* Task *
Repeat verbatim the lines of the data below, beginning with the line containing "In this exercise you will mark the white throw" and continuing to the end.

* Material to process *
--- BEGIN ---

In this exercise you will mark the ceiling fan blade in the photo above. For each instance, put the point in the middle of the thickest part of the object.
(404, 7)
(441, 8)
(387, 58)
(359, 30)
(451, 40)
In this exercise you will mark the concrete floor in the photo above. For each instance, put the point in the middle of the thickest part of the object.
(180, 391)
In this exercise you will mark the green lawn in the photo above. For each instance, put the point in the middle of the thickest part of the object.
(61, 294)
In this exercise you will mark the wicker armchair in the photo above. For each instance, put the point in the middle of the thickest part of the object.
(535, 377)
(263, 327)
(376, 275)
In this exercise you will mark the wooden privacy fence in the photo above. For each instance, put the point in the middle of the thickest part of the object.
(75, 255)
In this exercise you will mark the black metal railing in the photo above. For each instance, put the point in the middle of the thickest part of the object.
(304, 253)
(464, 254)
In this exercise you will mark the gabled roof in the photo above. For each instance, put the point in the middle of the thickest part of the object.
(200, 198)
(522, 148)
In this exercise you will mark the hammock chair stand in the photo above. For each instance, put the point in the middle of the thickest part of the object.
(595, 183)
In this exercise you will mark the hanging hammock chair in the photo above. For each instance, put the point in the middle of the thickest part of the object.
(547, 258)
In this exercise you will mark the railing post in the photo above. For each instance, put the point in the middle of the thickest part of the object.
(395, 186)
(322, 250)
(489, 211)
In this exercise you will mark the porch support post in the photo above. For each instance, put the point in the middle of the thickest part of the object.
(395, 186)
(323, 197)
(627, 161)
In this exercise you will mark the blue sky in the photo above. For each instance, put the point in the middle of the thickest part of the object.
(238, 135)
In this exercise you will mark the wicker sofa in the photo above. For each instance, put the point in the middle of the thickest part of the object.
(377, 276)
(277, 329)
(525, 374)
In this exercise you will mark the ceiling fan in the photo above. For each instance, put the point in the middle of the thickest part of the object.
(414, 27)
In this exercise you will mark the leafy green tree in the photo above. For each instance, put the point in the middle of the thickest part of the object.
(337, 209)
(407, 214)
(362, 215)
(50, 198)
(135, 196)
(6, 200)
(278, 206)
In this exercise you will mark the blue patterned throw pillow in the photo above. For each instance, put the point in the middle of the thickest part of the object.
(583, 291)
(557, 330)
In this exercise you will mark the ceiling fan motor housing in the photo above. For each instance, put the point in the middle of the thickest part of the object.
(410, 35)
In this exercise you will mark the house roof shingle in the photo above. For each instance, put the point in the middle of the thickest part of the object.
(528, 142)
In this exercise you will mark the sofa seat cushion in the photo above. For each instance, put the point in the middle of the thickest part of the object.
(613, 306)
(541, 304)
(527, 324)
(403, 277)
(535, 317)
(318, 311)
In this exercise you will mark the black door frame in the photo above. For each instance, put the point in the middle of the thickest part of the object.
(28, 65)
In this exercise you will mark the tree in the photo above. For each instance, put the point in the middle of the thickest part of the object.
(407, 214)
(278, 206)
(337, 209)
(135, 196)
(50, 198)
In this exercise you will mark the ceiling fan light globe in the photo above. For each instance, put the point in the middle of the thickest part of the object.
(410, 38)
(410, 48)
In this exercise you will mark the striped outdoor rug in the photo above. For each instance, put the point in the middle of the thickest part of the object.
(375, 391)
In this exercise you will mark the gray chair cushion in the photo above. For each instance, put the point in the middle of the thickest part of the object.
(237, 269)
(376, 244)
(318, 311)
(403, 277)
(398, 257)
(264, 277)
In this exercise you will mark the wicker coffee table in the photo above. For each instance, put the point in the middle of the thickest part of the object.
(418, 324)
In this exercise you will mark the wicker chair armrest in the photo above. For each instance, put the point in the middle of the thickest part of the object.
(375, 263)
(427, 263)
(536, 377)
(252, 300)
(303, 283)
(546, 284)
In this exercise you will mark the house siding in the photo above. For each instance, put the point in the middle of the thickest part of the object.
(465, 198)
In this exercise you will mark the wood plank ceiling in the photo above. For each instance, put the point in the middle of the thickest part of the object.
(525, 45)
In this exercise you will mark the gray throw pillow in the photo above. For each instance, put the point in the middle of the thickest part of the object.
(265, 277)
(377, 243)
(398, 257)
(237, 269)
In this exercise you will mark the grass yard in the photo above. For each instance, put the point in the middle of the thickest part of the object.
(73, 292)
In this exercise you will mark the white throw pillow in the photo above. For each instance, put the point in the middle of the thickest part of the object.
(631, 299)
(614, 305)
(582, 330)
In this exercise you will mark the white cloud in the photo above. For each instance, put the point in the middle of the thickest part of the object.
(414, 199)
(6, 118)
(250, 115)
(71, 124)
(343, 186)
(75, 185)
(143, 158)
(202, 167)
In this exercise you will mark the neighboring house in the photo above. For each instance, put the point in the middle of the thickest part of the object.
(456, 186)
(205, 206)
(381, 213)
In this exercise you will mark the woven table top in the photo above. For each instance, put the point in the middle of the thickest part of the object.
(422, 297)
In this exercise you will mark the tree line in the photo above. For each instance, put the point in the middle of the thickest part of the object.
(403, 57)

--- END ---

* Result *
In this exercise you will mark the white throw pillow in the photo above. For each instance, put the point in the middle of the thickest part of the object.
(631, 299)
(614, 305)
(582, 330)
In this exercise you will mark the white cloud in the photo above. For each instance, put the point in the middle of the thickest part of the object.
(414, 199)
(6, 118)
(250, 115)
(71, 124)
(343, 186)
(75, 185)
(143, 158)
(202, 167)
In this exercise you will mark the neighboring house in the photo above. For each instance, put the point in the middle of the thickest part of the object.
(456, 186)
(205, 206)
(381, 213)
In this exercise you will mark the woven table top in the photo above. For each instance, put the point in the middle of the thickest part of the object.
(422, 297)
In this exercise you will mark the tree line in the photo above. For each instance, put the point in the middle of the thickest part of the object.
(403, 57)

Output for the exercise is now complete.